◆ Excerpted text ◆

________________

Dry lining wall fastener fixing aid

In my experience there is only one fixing style that works with plasterboard lined walls. These are shown in the image below and are supplied in various mounting thread sizes. The image below shows the 4mm and 5mm versions. Also shown is an example of how they expand out when you clamp them inside the cavity behind the plasterboard. Note that while intended for dry lined walls, these can also be used on thin walled surface such as a modern ‘hollow’ door (good for bathroom towel hooks). The fasteners are available in various lengths to suit the mounting surface thickness.

In use you drill the appropriate clearance hole for the body (6.8mm for the 4mm version and 8.8mm for the 5mm version) and push the fastener into the hole so it is flush with the outer surface of the plasterboard. You tighten the screw to cause the ‘wings’ to expand in the cavity.

There are a few issues with this. To cause the expansion process to start you have to apply a lot of pressure downwards on the screw head. Once you feel the screw beginning to turn easier you are on the way to crushing the wings against the wall inside surface. The next test is judging when you have reached optimum expansion of the wings. This comes with experience. The screw rotation will go from relatively easy to increased pressure.

________________

◆ Records for this exercise ◆
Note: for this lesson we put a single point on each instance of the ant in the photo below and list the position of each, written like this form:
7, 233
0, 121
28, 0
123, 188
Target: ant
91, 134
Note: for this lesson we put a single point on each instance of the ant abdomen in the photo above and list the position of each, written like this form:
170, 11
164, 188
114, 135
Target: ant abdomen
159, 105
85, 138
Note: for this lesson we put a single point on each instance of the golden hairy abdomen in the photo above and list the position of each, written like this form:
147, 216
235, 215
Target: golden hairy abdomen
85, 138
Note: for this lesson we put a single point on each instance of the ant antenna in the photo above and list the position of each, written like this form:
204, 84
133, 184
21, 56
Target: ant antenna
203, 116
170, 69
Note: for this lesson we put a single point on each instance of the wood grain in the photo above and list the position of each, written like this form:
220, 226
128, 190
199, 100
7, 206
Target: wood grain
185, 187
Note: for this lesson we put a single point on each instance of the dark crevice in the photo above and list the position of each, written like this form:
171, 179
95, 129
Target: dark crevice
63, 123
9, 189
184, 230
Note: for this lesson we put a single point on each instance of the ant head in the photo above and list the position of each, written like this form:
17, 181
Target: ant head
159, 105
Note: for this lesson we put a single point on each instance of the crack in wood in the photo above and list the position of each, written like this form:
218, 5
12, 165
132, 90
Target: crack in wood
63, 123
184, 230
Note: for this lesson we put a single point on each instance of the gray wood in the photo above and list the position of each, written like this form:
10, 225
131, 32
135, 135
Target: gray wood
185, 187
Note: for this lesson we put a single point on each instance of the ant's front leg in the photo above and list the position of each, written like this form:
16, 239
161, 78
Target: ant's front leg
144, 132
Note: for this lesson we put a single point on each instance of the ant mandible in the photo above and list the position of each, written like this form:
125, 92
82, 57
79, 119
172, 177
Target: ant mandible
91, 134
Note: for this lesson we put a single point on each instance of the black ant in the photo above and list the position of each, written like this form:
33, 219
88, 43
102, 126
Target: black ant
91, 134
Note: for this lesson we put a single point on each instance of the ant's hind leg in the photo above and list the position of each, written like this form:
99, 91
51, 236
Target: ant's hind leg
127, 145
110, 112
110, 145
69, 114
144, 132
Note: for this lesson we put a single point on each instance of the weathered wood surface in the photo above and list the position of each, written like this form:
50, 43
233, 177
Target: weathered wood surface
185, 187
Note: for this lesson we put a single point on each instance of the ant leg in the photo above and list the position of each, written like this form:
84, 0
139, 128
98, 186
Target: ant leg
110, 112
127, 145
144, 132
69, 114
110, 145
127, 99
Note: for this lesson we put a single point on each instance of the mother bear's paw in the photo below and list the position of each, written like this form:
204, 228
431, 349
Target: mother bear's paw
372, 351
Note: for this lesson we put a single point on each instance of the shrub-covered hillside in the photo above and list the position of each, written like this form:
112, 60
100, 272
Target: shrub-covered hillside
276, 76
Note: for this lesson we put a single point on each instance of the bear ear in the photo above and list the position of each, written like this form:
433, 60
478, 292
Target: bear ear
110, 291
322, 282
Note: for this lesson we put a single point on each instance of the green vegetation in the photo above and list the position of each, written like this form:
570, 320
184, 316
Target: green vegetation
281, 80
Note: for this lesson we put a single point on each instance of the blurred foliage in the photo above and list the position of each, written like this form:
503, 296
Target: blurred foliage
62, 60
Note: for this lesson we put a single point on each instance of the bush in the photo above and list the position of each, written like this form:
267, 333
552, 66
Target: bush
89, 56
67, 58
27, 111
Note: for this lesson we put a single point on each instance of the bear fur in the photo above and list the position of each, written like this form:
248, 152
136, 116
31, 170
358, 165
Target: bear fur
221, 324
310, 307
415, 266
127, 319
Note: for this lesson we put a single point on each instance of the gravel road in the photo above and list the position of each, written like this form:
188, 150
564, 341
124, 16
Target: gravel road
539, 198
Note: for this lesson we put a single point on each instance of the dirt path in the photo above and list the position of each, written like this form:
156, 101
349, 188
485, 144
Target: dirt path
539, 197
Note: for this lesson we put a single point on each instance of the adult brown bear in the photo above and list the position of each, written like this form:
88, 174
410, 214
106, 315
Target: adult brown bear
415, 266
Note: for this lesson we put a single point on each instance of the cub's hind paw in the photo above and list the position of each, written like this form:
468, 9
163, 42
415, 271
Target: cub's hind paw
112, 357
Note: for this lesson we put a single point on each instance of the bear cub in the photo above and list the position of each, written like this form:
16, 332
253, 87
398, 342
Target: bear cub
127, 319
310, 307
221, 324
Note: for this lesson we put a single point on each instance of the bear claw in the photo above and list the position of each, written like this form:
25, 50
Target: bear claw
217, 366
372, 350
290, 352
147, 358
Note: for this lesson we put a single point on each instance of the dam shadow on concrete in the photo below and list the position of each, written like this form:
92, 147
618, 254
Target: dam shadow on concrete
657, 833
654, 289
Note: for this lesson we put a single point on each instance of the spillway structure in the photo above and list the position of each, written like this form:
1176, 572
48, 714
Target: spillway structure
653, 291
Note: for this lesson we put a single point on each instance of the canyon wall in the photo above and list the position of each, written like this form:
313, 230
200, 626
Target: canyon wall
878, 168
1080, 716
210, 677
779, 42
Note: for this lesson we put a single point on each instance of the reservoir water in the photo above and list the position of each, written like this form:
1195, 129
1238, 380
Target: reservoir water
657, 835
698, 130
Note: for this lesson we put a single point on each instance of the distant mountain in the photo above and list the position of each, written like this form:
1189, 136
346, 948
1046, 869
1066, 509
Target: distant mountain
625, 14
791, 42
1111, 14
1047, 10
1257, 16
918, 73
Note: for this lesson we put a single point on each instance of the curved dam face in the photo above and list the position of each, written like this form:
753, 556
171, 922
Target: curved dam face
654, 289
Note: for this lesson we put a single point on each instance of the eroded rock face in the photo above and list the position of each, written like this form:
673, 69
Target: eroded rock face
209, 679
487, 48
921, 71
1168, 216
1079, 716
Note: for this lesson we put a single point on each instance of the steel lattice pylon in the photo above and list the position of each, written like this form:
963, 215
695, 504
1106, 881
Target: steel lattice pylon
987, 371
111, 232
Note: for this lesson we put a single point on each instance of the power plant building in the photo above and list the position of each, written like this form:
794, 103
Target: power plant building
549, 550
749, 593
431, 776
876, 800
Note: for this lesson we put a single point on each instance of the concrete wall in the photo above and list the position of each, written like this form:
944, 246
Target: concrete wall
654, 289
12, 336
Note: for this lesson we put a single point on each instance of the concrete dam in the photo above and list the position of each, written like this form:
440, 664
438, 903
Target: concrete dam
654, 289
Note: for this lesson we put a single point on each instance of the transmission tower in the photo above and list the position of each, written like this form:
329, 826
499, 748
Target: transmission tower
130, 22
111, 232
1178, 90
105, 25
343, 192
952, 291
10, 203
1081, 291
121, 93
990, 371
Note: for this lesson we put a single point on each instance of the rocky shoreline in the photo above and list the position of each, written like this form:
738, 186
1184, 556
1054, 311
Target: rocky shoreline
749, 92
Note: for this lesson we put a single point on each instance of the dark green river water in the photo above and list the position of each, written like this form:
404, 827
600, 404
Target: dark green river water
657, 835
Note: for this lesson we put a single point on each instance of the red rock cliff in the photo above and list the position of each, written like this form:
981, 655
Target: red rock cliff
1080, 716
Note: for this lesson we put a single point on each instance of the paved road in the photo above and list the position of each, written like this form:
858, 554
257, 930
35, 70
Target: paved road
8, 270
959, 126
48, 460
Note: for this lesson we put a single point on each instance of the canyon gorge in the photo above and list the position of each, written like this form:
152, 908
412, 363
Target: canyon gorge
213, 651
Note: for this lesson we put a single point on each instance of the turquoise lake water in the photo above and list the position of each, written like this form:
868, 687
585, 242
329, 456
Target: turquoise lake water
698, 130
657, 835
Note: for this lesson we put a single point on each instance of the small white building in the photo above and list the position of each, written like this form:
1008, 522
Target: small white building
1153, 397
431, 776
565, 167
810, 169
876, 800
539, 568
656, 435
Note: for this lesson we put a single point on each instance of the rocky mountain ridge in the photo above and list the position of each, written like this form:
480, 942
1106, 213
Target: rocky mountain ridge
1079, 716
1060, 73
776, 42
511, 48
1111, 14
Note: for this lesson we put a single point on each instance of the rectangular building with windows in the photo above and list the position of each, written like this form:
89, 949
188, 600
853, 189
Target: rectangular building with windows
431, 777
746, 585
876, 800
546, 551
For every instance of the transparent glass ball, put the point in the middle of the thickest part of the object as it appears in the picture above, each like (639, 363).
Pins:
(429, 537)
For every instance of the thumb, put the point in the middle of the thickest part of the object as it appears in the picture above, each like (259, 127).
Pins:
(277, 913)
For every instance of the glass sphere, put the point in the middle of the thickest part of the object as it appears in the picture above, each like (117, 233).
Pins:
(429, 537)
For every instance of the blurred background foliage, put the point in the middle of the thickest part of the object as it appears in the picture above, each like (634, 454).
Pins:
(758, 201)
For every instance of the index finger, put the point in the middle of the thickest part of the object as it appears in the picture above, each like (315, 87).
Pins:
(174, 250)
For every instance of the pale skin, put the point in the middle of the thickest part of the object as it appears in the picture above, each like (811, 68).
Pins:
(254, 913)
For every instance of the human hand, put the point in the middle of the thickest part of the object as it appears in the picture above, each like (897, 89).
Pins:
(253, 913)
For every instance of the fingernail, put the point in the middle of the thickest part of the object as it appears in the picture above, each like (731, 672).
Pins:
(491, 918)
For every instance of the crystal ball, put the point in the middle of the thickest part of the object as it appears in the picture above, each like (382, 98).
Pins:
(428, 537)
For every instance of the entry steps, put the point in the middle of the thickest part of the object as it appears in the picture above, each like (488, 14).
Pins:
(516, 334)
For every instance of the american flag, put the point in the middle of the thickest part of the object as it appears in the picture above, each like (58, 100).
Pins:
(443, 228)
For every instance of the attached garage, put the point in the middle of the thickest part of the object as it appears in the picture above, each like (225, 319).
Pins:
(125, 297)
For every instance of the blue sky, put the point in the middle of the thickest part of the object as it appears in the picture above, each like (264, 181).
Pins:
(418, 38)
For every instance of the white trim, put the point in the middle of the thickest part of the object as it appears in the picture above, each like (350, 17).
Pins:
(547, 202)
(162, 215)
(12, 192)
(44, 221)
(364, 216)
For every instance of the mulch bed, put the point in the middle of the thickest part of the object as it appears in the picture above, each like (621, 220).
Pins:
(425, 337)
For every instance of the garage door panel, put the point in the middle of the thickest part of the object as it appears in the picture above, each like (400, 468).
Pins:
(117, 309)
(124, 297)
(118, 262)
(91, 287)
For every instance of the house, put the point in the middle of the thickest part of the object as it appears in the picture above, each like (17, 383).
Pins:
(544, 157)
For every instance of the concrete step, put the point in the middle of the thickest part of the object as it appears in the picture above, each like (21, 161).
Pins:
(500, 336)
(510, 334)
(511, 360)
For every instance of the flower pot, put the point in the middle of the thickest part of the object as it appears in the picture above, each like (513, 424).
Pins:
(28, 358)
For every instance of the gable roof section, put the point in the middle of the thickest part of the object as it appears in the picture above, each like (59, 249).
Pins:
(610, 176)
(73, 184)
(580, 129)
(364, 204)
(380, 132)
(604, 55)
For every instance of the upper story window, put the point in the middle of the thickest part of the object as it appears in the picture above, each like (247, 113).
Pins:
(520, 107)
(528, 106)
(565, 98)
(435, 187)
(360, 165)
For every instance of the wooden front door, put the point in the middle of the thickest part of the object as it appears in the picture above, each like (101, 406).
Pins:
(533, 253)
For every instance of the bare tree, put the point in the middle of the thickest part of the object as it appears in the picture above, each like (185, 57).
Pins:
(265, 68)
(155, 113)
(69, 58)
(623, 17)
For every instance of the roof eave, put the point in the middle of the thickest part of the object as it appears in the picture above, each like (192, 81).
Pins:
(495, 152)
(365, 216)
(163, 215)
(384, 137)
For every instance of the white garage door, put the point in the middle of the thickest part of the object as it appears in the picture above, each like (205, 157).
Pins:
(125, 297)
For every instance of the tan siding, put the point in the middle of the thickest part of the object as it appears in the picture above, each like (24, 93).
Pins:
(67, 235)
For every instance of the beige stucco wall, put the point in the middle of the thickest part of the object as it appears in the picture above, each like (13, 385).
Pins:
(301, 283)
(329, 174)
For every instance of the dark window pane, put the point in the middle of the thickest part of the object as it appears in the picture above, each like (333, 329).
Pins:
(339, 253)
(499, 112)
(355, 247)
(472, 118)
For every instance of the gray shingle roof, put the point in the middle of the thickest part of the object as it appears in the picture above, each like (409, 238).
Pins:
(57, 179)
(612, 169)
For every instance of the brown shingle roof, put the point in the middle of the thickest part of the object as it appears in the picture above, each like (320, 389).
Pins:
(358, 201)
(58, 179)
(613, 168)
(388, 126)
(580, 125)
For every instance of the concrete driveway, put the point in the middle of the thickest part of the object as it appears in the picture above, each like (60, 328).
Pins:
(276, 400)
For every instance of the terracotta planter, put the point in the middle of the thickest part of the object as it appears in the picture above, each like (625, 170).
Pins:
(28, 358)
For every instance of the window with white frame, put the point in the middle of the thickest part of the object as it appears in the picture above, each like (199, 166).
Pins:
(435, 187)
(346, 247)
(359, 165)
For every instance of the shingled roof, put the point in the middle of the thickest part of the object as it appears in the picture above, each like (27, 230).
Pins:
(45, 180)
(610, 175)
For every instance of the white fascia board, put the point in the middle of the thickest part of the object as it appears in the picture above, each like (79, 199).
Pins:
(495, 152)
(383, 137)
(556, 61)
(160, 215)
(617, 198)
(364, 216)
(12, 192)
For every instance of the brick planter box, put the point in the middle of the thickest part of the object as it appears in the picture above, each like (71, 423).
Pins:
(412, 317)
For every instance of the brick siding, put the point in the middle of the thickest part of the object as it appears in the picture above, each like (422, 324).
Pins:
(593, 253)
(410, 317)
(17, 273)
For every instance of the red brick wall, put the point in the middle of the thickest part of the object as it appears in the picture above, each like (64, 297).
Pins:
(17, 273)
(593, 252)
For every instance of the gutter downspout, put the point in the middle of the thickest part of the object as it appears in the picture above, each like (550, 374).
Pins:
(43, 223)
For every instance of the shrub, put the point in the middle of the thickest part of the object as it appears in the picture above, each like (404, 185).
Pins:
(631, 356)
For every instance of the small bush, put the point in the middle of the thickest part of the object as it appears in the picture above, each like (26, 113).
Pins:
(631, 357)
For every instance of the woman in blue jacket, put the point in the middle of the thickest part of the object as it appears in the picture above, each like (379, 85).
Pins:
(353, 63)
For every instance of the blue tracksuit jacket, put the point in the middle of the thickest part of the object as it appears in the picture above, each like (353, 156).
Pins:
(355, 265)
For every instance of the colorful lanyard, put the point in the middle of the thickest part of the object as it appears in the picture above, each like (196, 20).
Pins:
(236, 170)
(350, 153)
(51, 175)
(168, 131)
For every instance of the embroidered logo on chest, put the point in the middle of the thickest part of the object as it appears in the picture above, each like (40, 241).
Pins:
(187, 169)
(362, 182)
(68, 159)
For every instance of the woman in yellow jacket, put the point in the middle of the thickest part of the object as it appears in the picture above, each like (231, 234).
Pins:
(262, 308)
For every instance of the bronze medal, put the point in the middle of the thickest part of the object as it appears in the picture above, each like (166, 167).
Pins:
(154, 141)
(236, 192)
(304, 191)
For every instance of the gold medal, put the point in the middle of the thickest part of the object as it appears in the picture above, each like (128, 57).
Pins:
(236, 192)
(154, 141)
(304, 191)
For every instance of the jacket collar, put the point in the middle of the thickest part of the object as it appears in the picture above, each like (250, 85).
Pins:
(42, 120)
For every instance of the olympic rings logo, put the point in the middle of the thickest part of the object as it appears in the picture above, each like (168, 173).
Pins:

________________

◆ Requirements ◆
(A) Answer these from the dry lining fastener text:
(i) What clearance hole size does it give for the 5mm version?
(ii) Apart from dry lined walls, what thin-walled surface does it say the fasteners can be used on?
(iii) What must you apply to the screw head to start the expansion process?
(B) Write out the rows word for word, from the line containing "For every instance of the blue tracksuit" down to the end of the rows, with both ends included.
The rows are unrelated to the dry lining fastener text.

◆ Results of the tasks ◆
(A)
(i) 8.8mm
(ii) A modern 'hollow' door
(iii) A lot of pressure downwards

(B)
For every instance of the blue tracksuit jacket, put the point in the middle of the thickest part of the object as it appears in the picture above, each like (353, 156).
Pins:
(355, 265)
For every instance of the colorful lanyard, put the point in the middle of the thickest part of the object as it appears in the picture above, each like (196, 20).
Pins:
(236, 170)
(350, 153)
(51, 175)
(168, 131)
For every instance of the embroidered logo on chest, put the point in the middle of the thickest part of the object as it appears in the picture above, each like (40, 241).
Pins:
(187, 169)
(362, 182)
(68, 159)
For every instance of the woman in yellow jacket, put the point in the middle of the thickest part of the object as it appears in the picture above, each like (231, 234).
Pins:
(262, 308)
For every instance of the bronze medal, put the point in the middle of the thickest part of the object as it appears in the picture above, each like (166, 167).
Pins:
(154, 141)
(236, 192)
(304, 191)
For every instance of the gold medal, put the point in the middle of the thickest part of the object as it appears in the picture above, each like (128, 57).
Pins:
(236, 192)
(154, 141)
(304, 191)
For every instance of the jacket collar, put the point in the middle of the thickest part of the object as it appears in the picture above, each like (250, 85).
Pins:
(42, 120)
For every instance of the olympic rings logo, put the point in the middle of the thickest part of the object as it appears in the picture above, each like (168, 173).
Pins:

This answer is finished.